§ WHAT TO PRODUCE
Rewrite the stretch from the line containing "of the drainpipe" through the line containing "62], [160, 96]]", swapping "city skyline" for "urban skyline" and leaving everything else as it stands.

§ Data records
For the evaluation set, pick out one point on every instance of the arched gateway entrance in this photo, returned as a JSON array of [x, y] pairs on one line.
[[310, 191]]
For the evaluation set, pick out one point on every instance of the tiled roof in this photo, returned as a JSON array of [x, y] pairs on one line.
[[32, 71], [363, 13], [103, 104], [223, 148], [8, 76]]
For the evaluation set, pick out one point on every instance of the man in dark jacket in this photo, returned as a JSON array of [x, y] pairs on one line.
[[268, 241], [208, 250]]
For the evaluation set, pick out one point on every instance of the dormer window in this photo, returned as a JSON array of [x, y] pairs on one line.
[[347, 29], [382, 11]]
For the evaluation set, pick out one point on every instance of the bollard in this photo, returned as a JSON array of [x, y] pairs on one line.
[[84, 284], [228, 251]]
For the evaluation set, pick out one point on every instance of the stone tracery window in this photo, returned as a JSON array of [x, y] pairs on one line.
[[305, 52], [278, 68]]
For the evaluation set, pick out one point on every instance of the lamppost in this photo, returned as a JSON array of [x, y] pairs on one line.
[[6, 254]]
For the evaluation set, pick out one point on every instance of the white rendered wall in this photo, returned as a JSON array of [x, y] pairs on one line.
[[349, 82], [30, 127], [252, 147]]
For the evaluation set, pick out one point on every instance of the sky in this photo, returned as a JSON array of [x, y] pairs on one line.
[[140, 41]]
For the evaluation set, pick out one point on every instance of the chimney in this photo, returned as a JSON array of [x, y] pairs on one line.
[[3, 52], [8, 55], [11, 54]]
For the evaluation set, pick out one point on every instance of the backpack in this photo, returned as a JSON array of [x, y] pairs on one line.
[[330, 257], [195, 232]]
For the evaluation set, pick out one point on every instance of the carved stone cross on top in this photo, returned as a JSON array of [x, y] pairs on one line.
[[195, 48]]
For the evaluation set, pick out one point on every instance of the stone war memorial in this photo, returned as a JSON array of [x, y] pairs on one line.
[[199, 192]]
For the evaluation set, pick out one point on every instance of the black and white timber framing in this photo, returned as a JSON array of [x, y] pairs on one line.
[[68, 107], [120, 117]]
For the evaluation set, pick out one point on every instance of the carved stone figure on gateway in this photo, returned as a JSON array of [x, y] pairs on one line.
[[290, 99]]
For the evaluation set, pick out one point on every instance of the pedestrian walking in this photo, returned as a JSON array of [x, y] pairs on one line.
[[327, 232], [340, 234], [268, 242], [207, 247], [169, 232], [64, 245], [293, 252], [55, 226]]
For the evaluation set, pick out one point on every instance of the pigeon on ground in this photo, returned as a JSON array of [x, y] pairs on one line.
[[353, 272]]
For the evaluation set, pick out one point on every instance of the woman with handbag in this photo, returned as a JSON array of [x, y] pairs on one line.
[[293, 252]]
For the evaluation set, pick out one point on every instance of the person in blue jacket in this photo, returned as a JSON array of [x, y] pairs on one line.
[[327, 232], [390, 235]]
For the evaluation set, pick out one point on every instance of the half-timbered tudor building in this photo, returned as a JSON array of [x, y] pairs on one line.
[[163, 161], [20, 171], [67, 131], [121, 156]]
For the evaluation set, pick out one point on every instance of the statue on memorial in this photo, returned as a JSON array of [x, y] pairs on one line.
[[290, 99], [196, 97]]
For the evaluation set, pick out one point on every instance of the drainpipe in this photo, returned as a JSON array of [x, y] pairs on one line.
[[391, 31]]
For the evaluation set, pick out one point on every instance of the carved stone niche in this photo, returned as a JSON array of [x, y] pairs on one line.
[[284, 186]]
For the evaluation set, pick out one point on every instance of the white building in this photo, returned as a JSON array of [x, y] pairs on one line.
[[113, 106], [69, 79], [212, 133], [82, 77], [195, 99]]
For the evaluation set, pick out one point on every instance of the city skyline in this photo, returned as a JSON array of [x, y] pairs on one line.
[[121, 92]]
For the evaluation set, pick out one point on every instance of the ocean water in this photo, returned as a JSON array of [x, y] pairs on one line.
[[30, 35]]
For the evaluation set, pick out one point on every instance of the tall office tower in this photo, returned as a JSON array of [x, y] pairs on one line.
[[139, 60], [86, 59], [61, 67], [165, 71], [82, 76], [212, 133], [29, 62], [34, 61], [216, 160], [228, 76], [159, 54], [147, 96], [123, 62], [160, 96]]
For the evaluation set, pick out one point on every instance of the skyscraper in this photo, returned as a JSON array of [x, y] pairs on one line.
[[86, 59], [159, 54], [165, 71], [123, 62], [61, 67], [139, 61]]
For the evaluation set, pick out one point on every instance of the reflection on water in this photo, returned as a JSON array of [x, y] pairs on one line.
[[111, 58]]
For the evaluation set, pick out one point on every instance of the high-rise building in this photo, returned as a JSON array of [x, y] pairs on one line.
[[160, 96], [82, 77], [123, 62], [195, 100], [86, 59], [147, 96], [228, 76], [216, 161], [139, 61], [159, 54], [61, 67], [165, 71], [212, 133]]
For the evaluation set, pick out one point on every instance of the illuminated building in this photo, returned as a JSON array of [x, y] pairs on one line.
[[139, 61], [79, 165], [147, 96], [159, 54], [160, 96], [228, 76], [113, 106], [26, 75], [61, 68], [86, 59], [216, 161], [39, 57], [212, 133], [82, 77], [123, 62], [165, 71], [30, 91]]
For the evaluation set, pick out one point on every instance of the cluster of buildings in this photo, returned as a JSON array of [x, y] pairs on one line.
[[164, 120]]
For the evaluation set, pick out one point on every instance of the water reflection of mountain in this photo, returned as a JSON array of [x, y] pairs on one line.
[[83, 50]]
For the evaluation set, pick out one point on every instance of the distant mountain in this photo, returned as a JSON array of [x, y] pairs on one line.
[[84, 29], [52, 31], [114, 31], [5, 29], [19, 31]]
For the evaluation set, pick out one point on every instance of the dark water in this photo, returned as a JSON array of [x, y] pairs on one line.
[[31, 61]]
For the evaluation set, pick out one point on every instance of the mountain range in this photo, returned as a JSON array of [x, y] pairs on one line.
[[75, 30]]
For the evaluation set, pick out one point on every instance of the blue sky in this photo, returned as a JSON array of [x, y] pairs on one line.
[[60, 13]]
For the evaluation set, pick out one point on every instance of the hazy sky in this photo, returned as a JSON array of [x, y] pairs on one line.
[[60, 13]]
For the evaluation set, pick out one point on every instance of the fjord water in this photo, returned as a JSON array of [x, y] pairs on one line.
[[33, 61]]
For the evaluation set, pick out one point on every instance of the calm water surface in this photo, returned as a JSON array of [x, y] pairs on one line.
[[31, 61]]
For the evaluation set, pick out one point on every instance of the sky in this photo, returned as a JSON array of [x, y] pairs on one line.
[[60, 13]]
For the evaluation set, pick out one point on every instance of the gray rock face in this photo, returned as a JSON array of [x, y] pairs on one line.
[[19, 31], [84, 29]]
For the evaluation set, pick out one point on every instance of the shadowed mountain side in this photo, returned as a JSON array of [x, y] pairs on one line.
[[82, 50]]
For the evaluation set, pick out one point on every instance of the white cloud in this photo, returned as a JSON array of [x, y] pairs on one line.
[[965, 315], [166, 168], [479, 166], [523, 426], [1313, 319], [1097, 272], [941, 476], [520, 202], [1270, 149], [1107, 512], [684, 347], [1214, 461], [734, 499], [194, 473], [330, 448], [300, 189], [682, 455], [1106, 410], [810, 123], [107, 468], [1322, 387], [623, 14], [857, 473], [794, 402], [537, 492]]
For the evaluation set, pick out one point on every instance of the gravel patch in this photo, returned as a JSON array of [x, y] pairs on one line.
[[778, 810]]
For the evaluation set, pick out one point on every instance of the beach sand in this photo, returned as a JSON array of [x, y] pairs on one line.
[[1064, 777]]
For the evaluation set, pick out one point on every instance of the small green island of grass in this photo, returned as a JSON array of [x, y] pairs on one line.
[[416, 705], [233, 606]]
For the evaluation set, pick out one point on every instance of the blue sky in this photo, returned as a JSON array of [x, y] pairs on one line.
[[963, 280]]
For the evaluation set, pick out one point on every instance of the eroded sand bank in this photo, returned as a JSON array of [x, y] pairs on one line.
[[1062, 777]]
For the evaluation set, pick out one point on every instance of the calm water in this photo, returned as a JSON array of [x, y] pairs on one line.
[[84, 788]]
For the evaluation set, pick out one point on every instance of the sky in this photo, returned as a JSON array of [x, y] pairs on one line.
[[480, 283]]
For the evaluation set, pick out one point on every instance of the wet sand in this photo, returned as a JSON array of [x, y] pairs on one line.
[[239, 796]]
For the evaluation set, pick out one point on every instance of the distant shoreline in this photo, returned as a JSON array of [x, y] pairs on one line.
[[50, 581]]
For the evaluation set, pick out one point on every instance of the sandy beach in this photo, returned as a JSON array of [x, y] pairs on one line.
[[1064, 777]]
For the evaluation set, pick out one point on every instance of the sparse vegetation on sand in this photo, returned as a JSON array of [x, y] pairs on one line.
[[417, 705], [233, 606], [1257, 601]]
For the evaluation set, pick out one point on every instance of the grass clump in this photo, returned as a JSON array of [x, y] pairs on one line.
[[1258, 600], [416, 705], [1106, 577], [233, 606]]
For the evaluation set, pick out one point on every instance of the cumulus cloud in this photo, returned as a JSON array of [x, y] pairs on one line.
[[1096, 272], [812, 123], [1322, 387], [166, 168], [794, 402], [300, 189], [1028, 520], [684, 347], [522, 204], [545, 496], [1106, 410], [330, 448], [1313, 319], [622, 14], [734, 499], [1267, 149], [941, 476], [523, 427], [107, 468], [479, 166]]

§ COMPLETE ANSWER
For the evaluation set, pick out one point on every instance of the drainpipe in this photo, returned as a JSON array of [x, y] pairs on one line.
[[391, 31]]
For the evaluation set, pick out one point on every instance of the carved stone niche in this photo, returned as a JSON array of [x, y] pairs on one line.
[[284, 186]]
For the evaluation set, pick out one point on every instance of the white building in this photo, returned as a JSON array of [x, y] pairs on one line.
[[113, 106], [69, 79], [212, 133], [82, 77], [195, 99]]
For the evaluation set, pick out one point on every instance of the urban skyline in this photo, returned as a JSON array of [x, y] pairs on one line.
[[121, 92]]
For the evaluation set, pick out one point on every instance of the ocean water in this photo, returned as a JSON array of [x, y] pairs on one line.
[[30, 35]]
For the evaluation set, pick out one point on every instance of the tall office tower in this photo, returned as a JSON array of [x, y] pairs on one line.
[[139, 60], [86, 59], [61, 67], [165, 71], [82, 76], [212, 133], [29, 62], [34, 61], [216, 160], [228, 76], [159, 54], [147, 96], [123, 62], [160, 96]]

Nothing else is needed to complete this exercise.